━━━━━ Data records

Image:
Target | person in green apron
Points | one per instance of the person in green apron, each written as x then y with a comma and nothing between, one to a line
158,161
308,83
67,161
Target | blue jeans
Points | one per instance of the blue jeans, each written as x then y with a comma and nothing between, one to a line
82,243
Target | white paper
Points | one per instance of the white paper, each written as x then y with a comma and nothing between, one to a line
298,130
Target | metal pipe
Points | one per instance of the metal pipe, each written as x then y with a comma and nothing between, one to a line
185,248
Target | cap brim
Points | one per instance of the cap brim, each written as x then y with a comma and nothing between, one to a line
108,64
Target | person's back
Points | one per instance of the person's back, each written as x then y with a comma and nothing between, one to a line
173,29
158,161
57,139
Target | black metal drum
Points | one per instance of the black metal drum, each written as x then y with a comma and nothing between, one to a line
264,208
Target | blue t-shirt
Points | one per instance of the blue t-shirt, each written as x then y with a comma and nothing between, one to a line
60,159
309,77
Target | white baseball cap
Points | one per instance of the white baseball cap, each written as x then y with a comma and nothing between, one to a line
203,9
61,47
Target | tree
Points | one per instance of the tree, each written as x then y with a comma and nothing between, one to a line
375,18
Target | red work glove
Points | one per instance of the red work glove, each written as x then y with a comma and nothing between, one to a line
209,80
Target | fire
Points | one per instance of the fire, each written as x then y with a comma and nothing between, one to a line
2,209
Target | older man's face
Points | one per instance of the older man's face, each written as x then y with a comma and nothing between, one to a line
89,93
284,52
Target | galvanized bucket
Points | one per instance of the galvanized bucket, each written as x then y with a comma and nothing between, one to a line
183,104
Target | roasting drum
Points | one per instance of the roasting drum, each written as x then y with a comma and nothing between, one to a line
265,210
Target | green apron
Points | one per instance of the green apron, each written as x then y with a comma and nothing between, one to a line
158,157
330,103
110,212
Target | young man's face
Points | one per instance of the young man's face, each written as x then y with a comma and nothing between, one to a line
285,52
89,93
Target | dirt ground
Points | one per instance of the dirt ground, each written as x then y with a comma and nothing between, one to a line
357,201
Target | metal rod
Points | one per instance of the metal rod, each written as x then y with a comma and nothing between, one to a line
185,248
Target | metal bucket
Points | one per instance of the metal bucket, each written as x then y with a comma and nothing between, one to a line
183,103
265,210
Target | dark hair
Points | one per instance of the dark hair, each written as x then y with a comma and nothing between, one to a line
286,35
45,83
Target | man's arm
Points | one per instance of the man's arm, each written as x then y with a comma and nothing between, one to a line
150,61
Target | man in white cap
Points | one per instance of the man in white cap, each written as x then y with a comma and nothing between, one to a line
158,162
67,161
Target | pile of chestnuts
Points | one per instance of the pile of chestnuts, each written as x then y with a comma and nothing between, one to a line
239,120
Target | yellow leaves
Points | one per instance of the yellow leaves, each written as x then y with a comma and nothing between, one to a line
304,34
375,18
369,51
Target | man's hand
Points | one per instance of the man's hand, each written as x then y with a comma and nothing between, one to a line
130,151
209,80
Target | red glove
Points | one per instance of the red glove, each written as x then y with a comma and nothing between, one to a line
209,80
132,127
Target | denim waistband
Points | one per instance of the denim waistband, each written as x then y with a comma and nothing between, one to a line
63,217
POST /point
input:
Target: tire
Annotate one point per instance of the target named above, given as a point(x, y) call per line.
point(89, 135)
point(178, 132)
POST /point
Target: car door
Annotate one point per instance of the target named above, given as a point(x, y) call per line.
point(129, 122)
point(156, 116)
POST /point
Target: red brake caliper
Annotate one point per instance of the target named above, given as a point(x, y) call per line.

━━━━━━━━━━

Return exactly the lines from the one containing "Target | man's hand" through the last line of the records above, both included, and nothing else.

Target | man's hand
Points | one per instance of the man's hand, each written as x then y with a comma and nothing between, one to a line
130,151
209,80
Target | red glove
Points | one per instance of the red glove, each written as x then y with a comma and nothing between, one to a line
209,80
132,127
Target | denim waistband
Points | one per instance of the denim waistband, each written as x then y with a comma and nothing between, one to a line
63,217
POST /point
input:
Target: tire
Annotate one point per instance of the target named above, given as a point(x, y) call per line.
point(89, 135)
point(178, 132)
POST /point
Target: car door
Annotate one point per instance of the target named above, given as a point(x, y) call per line.
point(129, 122)
point(156, 116)
POST /point
Target: red brake caliper
Annotate one point per instance of the target named above, given as a point(x, y) call per line.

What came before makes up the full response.